Data rows
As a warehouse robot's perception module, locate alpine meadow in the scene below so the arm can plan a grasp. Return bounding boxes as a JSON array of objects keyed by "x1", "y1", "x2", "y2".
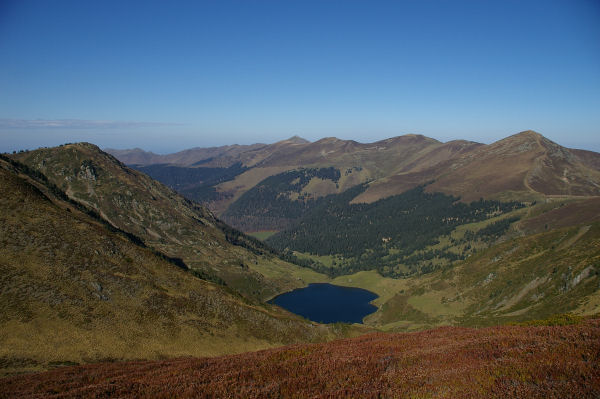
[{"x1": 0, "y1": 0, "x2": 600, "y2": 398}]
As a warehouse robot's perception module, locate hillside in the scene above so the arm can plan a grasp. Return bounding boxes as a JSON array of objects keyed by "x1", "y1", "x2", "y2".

...

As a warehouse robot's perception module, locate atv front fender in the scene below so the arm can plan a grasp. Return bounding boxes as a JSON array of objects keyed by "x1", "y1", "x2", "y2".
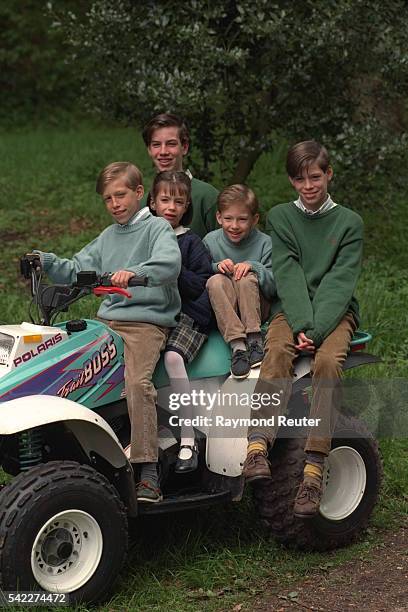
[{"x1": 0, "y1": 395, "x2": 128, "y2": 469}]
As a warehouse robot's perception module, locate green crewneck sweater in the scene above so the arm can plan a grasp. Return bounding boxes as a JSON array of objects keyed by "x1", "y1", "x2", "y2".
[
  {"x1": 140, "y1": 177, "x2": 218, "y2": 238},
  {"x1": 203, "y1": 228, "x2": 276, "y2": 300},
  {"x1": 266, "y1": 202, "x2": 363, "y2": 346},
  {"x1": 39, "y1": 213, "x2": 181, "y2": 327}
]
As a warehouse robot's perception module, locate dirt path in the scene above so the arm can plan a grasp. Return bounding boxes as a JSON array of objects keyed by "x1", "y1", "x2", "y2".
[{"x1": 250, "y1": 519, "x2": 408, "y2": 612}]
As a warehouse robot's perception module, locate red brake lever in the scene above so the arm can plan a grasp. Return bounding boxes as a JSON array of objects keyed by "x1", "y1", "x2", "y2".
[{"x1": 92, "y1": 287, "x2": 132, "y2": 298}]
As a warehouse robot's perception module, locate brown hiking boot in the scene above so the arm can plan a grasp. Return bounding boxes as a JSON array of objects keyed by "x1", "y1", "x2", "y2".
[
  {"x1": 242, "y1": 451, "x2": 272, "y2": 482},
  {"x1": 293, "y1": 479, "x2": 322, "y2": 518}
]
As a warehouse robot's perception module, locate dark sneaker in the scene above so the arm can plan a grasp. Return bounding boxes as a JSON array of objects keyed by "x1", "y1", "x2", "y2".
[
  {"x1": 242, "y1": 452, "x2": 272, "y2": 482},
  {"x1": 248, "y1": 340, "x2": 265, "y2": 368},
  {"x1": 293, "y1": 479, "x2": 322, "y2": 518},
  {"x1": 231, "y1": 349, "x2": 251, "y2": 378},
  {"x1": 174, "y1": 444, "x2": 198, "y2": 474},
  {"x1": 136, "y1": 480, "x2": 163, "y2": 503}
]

What the task requires
Rewrite the records starting with the line that contains "As a warehouse robot's perception module, locate alpine" and going on through the line that contains "As a warehouse robot's perception module, locate hillside", replacing "grasp" with "pick" and keeping everything else the same. Leave out the pictures.

Response below
As a warehouse robot's perception module, locate alpine meadow in the scene below so the arm can plan a pick. Return bounding boxes as a JSON array of objects keyed by "x1", "y1", "x2", "y2".
[{"x1": 0, "y1": 0, "x2": 600, "y2": 398}]
As a warehouse robot's perception module, locate hillside in the scene above so the arm can plan a pick. Return bounding boxes as a JSON array of objects keyed by "x1", "y1", "x2", "y2".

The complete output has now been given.